#### Exercise requirements
Pick up the follow-the-perturbed-leader notes after their last line and write what comes next.

ALgorithm 14 FPL for linear losses

Step1. for $t=1$ to $T$ do

Step2. Predict $\hat{x}_{t}$

Step3. Observer the loss function $f_{t}$ and suffer loss $f_{t}(x_{t})$

Step4. Update

\[\begin{eqnarray} \hat{x}_{t + 1} := \arg\min_{x \in \mathcal{K}} \eta \sum_{s=1}^{t-1} f_{s}(x_{s})^{\mathrm{T}} x + N_{0}^{\mathrm{T}} x \end{eqnarray}\]

Step5. end for

Step6. Return $\hat{x}_{T + 1}$.

Corolary 5.7

proof

$\Box$

5.5.3 Foolow-the-perturbed-leader for expert advice

\[\begin{eqnarray} \mathcal{F} := \left\{ f(x) := g^{\mathrm{T}}x \mid g \in [0, 1]^{n} \right\} \label{definition_cost_function_algorithm_15} \end{eqnarray} .\]

Algorithm 15 FPL for prediction from expert advice

\[x_{1} := \arg\min_{x \in \Delta_{n}} -N_{0}^{\mathrm{T}} x .\]

Step1. for $t=1$ to $T$

Step2. Predict using expert $i_{t} := \arg\max_{i} x_{i}$. See Remark below.

#### Raw data
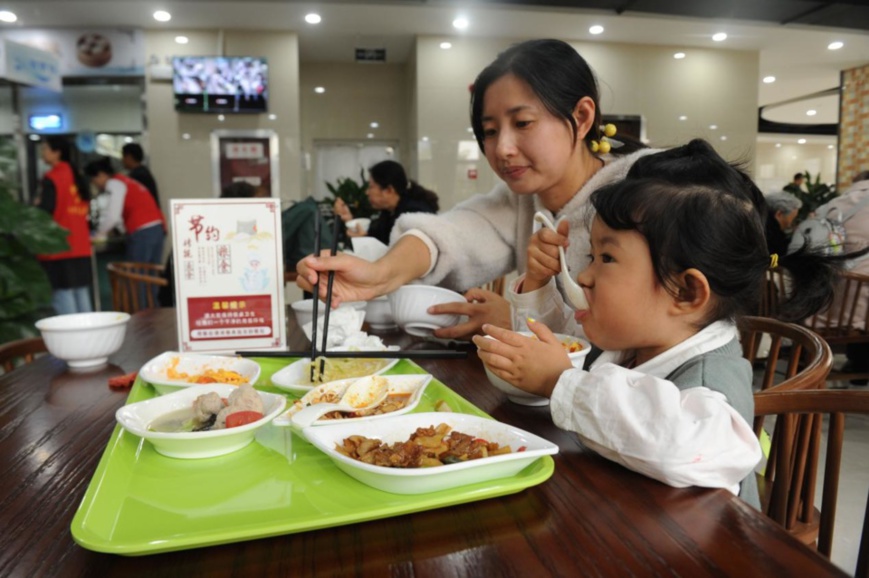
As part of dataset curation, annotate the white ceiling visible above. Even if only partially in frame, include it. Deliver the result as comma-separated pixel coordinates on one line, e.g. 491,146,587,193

#### Exercise answer
Step3. Observe the loss $f_{t} \in \mathcal{F}$ and sufer loss $f_{t}(\hat{x}_{t})$

Draw sample independent sample from $N_{t} \sim e^{-\eta x}$,

Step4. Update

\[\begin{eqnarray} \hat{x}_{t + 1} & := & \arg\min_{x \in \Delta_{n}} \left( \sum_{s=1}^{t} f_{s}(x) - N_{t}^{\mathrm{T}} x \right) \nonumber \\ & = & \arg\min_{x \in \Delta_{n}} \left( \sum_{s=1}^{t} g_{s}^{\mathrm{T}} x - N_{t}^{\mathrm{T}} x \right) \nonumber \end{eqnarray}\]

Step5. end for

Step6. Return $\hat{x}_{T +1}$.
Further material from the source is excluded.